Goal:
Rewrite the stretch of material from the line containing "of the grassy" through the end of the material, replacing "photo" with "image" and leaving everything else unchanged. Omit the pictures from your answer.

Start of Exercise inputs

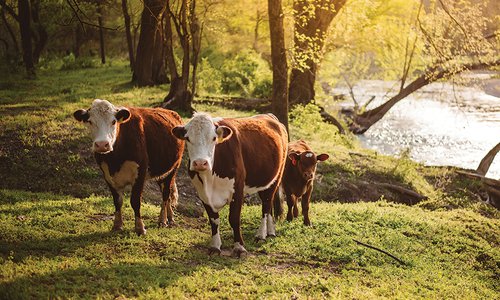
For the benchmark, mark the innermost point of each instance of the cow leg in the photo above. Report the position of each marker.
(296, 207)
(267, 227)
(305, 205)
(135, 202)
(291, 203)
(235, 221)
(118, 202)
(214, 219)
(170, 196)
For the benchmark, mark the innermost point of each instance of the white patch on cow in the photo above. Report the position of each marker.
(238, 248)
(214, 191)
(201, 139)
(262, 231)
(271, 228)
(125, 176)
(102, 122)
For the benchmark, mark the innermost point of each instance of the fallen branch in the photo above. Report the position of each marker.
(380, 250)
(403, 190)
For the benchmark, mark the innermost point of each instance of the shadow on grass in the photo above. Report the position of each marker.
(109, 281)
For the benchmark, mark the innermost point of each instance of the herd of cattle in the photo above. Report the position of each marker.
(228, 159)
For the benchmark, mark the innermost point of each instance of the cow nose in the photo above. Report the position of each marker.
(200, 164)
(102, 146)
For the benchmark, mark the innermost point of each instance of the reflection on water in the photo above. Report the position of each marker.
(441, 124)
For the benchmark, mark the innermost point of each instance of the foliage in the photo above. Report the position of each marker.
(69, 62)
(58, 244)
(246, 74)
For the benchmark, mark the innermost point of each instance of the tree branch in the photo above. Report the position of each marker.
(380, 250)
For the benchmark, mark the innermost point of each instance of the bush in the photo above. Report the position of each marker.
(246, 74)
(209, 79)
(70, 62)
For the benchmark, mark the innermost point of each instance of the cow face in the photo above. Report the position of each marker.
(201, 135)
(305, 163)
(103, 119)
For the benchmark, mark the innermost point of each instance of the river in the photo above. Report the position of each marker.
(442, 124)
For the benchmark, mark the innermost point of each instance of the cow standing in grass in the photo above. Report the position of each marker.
(298, 178)
(229, 158)
(131, 145)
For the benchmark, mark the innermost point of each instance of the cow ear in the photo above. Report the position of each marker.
(294, 157)
(81, 115)
(223, 133)
(123, 115)
(179, 132)
(322, 157)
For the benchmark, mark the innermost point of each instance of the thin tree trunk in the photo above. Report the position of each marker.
(25, 28)
(309, 38)
(101, 32)
(485, 163)
(130, 43)
(280, 66)
(41, 34)
(10, 31)
(145, 55)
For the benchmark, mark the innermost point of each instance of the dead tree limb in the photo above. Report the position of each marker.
(380, 250)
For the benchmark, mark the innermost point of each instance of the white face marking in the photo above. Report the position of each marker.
(214, 191)
(262, 231)
(125, 176)
(102, 122)
(201, 139)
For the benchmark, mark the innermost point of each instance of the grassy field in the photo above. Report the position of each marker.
(56, 215)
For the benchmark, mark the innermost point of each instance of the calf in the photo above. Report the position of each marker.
(298, 178)
(133, 144)
(229, 158)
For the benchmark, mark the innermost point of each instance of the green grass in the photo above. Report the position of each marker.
(61, 247)
(56, 215)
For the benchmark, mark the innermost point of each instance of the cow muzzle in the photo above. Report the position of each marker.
(102, 147)
(200, 165)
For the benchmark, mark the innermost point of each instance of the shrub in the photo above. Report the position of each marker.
(70, 62)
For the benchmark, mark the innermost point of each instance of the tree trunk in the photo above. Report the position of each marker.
(485, 164)
(10, 31)
(148, 44)
(278, 57)
(128, 33)
(101, 32)
(180, 97)
(360, 123)
(25, 28)
(309, 38)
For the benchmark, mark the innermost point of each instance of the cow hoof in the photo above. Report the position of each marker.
(239, 250)
(213, 251)
(162, 224)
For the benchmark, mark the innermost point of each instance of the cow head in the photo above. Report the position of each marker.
(305, 163)
(201, 135)
(103, 119)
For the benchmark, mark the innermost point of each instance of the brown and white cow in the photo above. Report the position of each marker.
(298, 178)
(131, 145)
(229, 158)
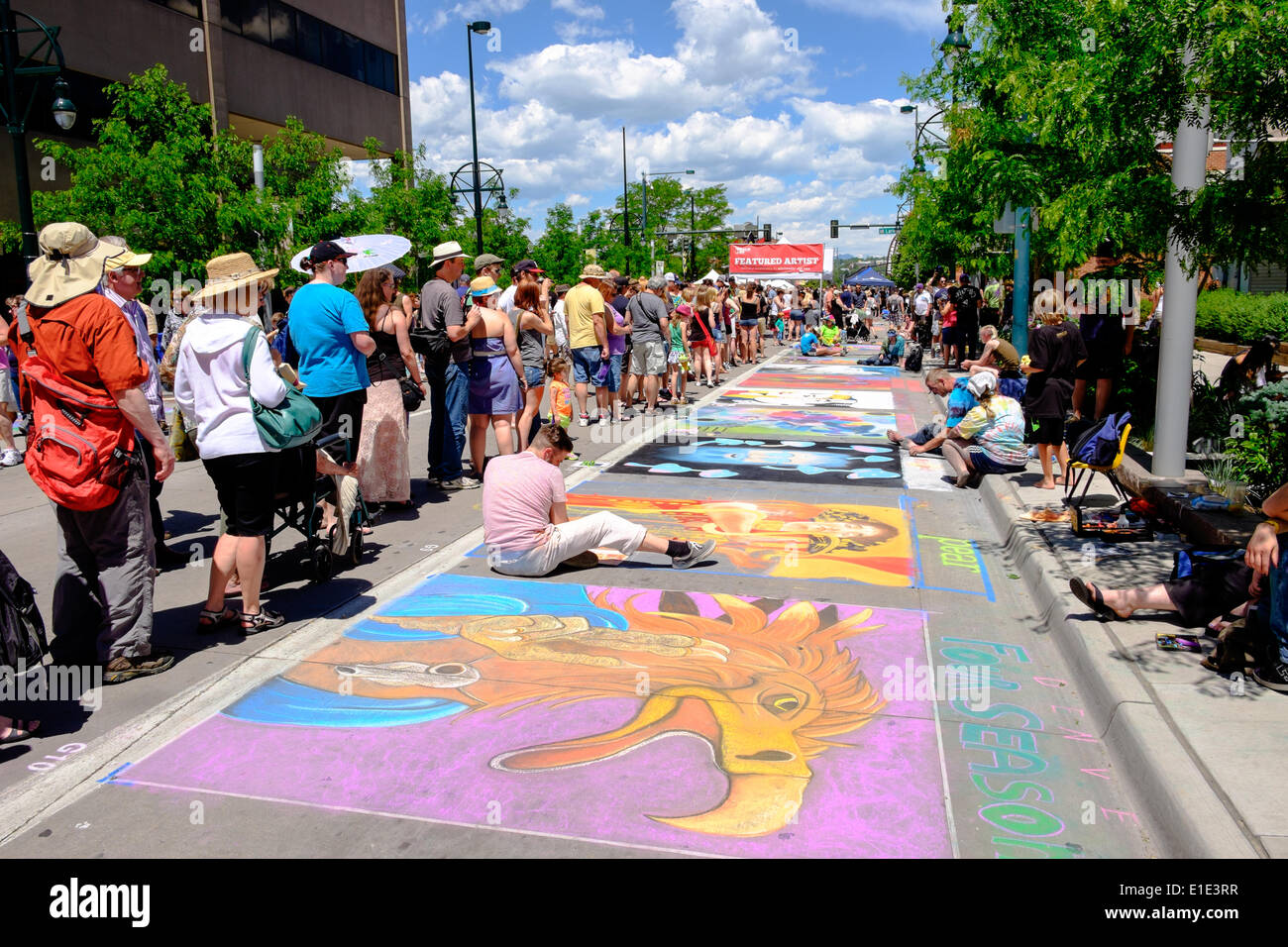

End of Exercise inputs

Solution for this problem:
For the benchmark, mark the innermost point of each instance of the grassy field in the image above. Report the position of each marker.
(56, 215)
For the benchmark, mark the innermost point of each instance of the calf in the image above. Report the position of each marker.
(298, 178)
(133, 144)
(229, 158)
For the benchmark, mark the innermost point of each instance of the green grass in the image above. Report the position of each marker.
(61, 247)
(56, 215)
For the benchmark, mark the innermost point of each instance of the cow muzzle in the image above. Report the position of each marker.
(102, 147)
(200, 165)
For the benchmark, mark the innermost point of each instance of the shrub in the image above. Report the position of each marker.
(70, 62)
For the benchmark, mark the innermost point of each instance of the tree trunk in the image above. Report the position of each marker.
(485, 164)
(10, 31)
(148, 44)
(278, 57)
(128, 33)
(101, 32)
(180, 97)
(360, 123)
(25, 28)
(309, 38)
For the benchmark, mark the innermost point of each instance of the cow hoof in the image above. Report the position of each marker.
(239, 250)
(213, 251)
(162, 224)
For the benchmark, mark the innermost point of each instance of the cow head in the image above. Report the position of each marker.
(305, 163)
(201, 135)
(103, 119)
For the benchmark, mark the innermost point of each instance of the brown and white cow in the image above. Report the position of each marker.
(298, 178)
(131, 145)
(229, 158)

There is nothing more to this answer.